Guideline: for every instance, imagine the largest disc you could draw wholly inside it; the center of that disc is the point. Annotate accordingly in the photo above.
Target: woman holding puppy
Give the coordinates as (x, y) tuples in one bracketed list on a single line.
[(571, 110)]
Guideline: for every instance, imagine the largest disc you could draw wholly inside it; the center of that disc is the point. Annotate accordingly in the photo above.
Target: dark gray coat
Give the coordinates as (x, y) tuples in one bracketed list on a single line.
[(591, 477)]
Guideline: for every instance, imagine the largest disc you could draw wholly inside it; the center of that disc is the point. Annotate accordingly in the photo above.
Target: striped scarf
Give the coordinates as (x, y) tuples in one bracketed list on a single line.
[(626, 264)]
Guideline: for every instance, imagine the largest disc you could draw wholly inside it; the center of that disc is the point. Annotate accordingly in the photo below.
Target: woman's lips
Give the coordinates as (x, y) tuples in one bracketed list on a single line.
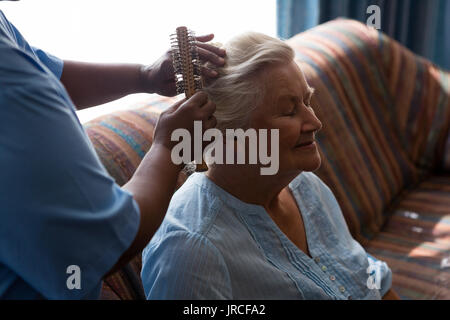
[(306, 145)]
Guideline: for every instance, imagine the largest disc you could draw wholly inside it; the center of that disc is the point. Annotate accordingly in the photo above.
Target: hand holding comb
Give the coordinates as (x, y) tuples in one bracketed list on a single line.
[(187, 68)]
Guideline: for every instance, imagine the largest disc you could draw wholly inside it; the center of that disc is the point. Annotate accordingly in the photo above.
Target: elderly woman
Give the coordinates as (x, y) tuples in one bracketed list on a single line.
[(234, 233)]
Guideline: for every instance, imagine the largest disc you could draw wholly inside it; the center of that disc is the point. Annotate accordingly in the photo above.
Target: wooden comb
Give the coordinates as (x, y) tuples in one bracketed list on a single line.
[(186, 65)]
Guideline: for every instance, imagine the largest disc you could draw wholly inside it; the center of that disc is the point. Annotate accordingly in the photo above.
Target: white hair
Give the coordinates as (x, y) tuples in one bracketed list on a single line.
[(238, 90)]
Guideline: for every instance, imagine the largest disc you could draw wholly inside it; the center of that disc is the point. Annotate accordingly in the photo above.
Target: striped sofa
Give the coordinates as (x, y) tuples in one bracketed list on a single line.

----

#### Job:
Reproduce each record from above exactly; pictures do not belong in the copy.

#### Result of this task:
Guideline: for every instance, imagine the largest disc you could draw wholly inside it; the center of that disc is the point. Annotate accordingly in the photo above.
Target: woman holding puppy
Give the coordinates as (x, y) tuples in one bracketed list on a single line.
[(571, 110)]
Guideline: for every instance, imagine the largest disc you could draw wholly inside it; the center of that disc is the point. Annotate accordingly in the photo above.
Target: dark gray coat
Give the coordinates as (x, y) tuples in one bracketed list on a single line.
[(591, 477)]
Guideline: for every instance, imagine the largest disc you could draw wholly inside it; the center of that disc is the point. Annotate accordingly in the photo above.
Target: striped scarf
Give the coordinates as (x, y) tuples in one bracketed list on a single line.
[(626, 264)]
Guideline: for every instance, imagine the largest disc you could draw wholly inside it; the center of that disc is the point. Annotate accordingly in the photo below.
Target: woman's lips
Give the coordinates as (x, y) tuples in one bracketed list on a single line.
[(306, 145)]
Guideline: for every instance, imagine the largest disc you could draw wholly inside it; the center of that disc is the point. Annotate accordingly in the photo above.
Target: hand holding comb
Give the coordinates as (x, y) tuples in one bracketed list on a single line.
[(187, 68)]
Guideline: for every instance, imagine the largest disc you could draw wholly inside it; the center of that disc is the point. Annotate accordingly in the photo above.
Target: elderly woman
Give the coordinates as (x, y) tuples in one bracketed list on a single line.
[(234, 233)]
Guideline: for every instance, imagine the largest disc you could draw wholly inside it; the center of that disc is the point. Annotate accordingly in the photo above.
Target: wooden comb
Give the coordinates as (x, y) tuples in one bracketed list on a single line.
[(186, 65)]
Guideline: for every instance, imagine the largest disc you could draw wholly inside it; the center of that disc is the point. Annotate accordingly in the photo above.
Target: white hair
Give the coordinates as (x, y) tuples in one bracketed list on a single line.
[(238, 90)]
Guideline: for every instance, imagine the largest disc you could draw wholly inside it; the center of that disc is the point. Annotate accordingly in the photo above.
Target: striped sofa
Give the coordinates as (x, y) tuples in one bracketed list on a single line.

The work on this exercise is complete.